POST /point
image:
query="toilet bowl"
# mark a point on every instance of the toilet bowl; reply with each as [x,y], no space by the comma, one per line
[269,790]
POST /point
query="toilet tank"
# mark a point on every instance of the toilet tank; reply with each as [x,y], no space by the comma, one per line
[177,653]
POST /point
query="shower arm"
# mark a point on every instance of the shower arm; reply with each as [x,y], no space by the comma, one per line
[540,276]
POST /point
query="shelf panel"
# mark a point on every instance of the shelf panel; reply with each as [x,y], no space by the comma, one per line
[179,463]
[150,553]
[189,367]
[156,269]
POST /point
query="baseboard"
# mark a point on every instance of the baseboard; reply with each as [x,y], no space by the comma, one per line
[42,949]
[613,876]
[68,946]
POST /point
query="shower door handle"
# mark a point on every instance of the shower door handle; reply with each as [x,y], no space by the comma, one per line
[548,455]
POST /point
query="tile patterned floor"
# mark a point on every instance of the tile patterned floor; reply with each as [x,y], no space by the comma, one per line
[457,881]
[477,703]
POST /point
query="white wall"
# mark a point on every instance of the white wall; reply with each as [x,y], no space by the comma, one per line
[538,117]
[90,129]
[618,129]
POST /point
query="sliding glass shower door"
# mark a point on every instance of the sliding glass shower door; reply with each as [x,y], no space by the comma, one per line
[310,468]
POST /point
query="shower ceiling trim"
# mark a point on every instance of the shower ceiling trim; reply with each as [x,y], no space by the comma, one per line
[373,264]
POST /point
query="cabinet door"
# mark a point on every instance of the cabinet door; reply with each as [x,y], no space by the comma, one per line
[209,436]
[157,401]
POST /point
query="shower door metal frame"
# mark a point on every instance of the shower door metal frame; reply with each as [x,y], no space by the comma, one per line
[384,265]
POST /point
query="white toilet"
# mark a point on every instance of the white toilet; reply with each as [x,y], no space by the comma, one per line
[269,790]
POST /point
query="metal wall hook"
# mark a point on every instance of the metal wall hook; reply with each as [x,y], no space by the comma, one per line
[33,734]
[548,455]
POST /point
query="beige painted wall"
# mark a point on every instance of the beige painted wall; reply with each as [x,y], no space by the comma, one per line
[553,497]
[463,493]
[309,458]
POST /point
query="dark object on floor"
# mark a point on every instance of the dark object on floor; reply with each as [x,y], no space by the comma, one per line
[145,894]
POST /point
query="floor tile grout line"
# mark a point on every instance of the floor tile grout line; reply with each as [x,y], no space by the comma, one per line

* * * * * * * * *

» **What the exercise asks**: Every entry above must be reproduced word for word.

» **Finished task**:
POST /point
image:
query="toilet bowl"
# mark a point on every instance of the toilet bowl; reply with each as [x,y], no space by the comma, one per line
[269,790]
POST /point
query="toilet tank"
# mark a point on every instance of the toilet tank; reply with each as [x,y], no space by the comma, one per line
[177,653]
POST /point
query="shower arm"
# mark a point on every instance of the shower arm; reply with each as [x,y], no space by the comma, one per line
[540,276]
POST /point
query="shelf panel"
# mark a point on every instance of the shelf panel; reply with each as [x,y], no space by the comma, one per line
[179,463]
[150,553]
[189,367]
[156,269]
POST /point
query="baseboard"
# mark a point on every instance of the baseboard; reply with each as [x,y], no space by the comma, one per line
[42,949]
[613,876]
[68,946]
POST /point
query="shower door handle"
# mark a point on every instance of the shower door handle; reply with each as [x,y], no space by the comma, one per line
[548,455]
POST /point
query="tile patterned floor"
# mark a point on every instance of the tile patterned floor; reply with each as [x,y], no space by the comma, one per line
[457,881]
[477,703]
POST /point
query="white wall"
# mark a point on every instance of the white wall; reply with each as [x,y], no space by the comma, one per line
[538,117]
[90,129]
[618,129]
POST /point
query="sliding glass shower door"
# mark a point on every instance of the sliding glass shower door; reply with each as [x,y], no space by the comma, one per line
[310,468]
POST /point
query="shower ceiling trim"
# mark a point on every instance of the shower ceiling trim; reply with each as [x,y], no space by the comma, one per line
[373,264]
POST /point
query="cabinet door"
# mark a point on every instance of the cabinet door; reply with each as [x,y], no space by the comma, one per line
[209,436]
[157,401]
POST /point
query="shower door metal frame"
# mark a point on every instance of the shower door metal frame; reply with each as [x,y], no space by the comma, one per line
[384,265]
POST /point
query="white toilet"
# mark a point on every instance of the white toilet; reply with each as [x,y], no space by the comma, one per line
[269,790]
POST /point
query="metal wall hook"
# mark a point on every instance of the metal wall hook; reply with each as [x,y], no space by the comma, one per line
[33,734]
[548,455]
POST /point
query="beige painted wall"
# mark a point on every instance of the beige painted wall; reply with each as [x,y], no space by the comma, one per line
[553,497]
[463,493]
[309,458]
POST /point
query="dark object on floor"
# mark a point on every instance of the dark object on floor; reply with each as [x,y], no space by the comma, one per line
[145,894]
POST /point
query="floor tile grout line"
# mark a point on every instance of the floor tile grout line; reply with each as [x,y], no space by the comma, one per line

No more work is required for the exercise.